(Records)
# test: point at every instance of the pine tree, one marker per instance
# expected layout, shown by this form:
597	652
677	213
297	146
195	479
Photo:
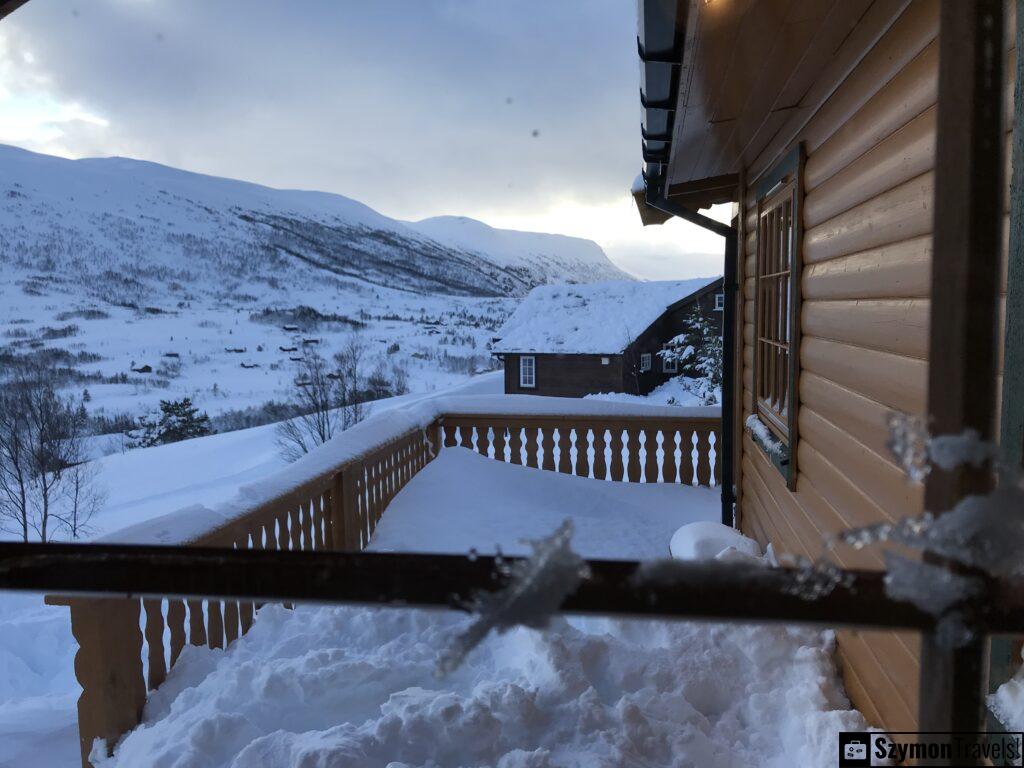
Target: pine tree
177	420
698	354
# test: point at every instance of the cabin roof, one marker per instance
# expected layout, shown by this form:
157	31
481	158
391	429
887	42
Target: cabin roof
591	318
728	85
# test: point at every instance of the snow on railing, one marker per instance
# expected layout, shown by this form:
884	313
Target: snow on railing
190	524
333	498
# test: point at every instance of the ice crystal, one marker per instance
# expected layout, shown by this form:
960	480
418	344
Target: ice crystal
908	443
537	588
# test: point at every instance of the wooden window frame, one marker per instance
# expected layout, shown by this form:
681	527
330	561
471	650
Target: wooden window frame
776	301
532	372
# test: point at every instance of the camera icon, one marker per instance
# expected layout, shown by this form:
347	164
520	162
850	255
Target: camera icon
853	750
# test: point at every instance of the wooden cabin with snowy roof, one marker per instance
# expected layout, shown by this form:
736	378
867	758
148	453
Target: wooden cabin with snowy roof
569	341
867	148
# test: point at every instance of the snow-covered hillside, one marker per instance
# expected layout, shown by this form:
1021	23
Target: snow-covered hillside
133	228
109	267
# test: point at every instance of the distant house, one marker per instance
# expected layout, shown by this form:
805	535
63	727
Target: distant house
569	341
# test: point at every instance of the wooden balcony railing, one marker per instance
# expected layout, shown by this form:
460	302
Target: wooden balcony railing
128	645
634	449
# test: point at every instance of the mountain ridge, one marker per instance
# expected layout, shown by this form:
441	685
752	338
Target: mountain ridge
145	227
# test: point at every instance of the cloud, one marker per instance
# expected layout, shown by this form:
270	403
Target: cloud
523	111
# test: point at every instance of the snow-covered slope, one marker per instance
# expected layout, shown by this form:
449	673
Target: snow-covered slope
129	228
596	318
549	257
111	266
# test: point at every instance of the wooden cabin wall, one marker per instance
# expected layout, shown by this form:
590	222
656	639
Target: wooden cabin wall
566	375
866	254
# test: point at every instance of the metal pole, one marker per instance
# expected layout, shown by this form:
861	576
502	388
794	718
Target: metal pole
969	174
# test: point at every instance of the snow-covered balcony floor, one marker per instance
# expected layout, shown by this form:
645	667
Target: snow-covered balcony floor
463	501
352	687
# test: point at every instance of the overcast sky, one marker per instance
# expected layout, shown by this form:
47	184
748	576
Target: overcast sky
523	114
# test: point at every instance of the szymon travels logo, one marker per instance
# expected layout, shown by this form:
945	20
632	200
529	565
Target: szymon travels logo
857	749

EXERCISE:
Omit every image. Quote each record exactly.

ANSWER:
# test: point at every instance of the pine tree, one marker per instance
# expected layout, shown by this form:
597	652
677	213
297	146
195	479
Photo:
Target: pine tree
177	420
698	354
# test: point at every instance of the cabin roof, one marker per instance
# expected layout, shown by this form:
157	31
481	158
391	429
887	42
Target: cabin roof
591	318
728	85
# test: point at every instance of the snow on railing, one marker per instance
# expected layout, shown by this form:
884	313
Target: snow on railing
190	524
333	498
# test: point at every instance of the ice crystal, one marker per instance
# expected layout, shown by this form:
960	480
418	344
Target: ice crystal
908	443
537	588
# test: point at every instance of the wooden window frame, one marker per instance
# expected layout, shown by this form:
681	527
330	561
471	650
Target: wooden window frame
776	301
532	372
# test: point at every instance of the camera icon, one marker per instance
# expected layout, shown by this form:
347	164
520	162
850	255
Target: camera icon
853	750
# test: point at every instance of the wooden cabin with snowy roof, one marker per instance
# expected layout, shown by this form:
736	378
867	758
148	453
Target: wooden cabin with snowy roof
569	341
867	148
# test: point at every instance of the snow-covered hillside, one marker per instance
# expected layout, shown by this form:
1021	23
Target: snow-covered hillside
133	228
109	267
# test: point at every instance of the distant house, one marker per instance
# expected layout, shown by this form:
805	535
63	727
Target: distant house
569	341
# test: point at every instance of the wooden balcony railing, one marker per instance
# expected layout, shown by this form:
460	302
Target: wooden balcony railing
128	645
634	449
# test: point at every instance of the mountain ridge, one marker per instance
# expected layout, shown by this form:
441	685
752	338
Target: mountain ridge
145	227
# test: point at every instance of the cloud, one marker per instance
# expected layout, shown by this form:
270	403
Target: cloud
523	111
# test: point at every instance of the snow-covered slope, one marker per instance
# expected layout, shown by this form:
449	673
Target: snow-covered slope
129	228
596	318
549	257
111	266
# test: point at every instance of the wooden cabin wall, one marker per instance
# expected layout, shown by this form:
590	222
656	639
Target: wooden cabin wall
566	375
866	254
# test: point at every instance of the metal pole, one marker per instance
# expected layout, shown by this form:
861	576
502	388
794	718
Target: metal pole
969	174
# test: point at every instance of the snow-covered balcony floor, one marker per instance
# expected layout, shown by this form:
645	667
Target: snow-covered balcony floor
463	501
352	687
# test: point at every instance of the overcast sky, one marker per instance
# expected layout, shown by this form:
47	184
748	576
Target: overcast sky
523	114
# test: point at every instance of the szymon travels logo, one marker per instance
# expected layout, shown by this form:
945	20
632	200
529	565
Target: szymon travels logo
857	749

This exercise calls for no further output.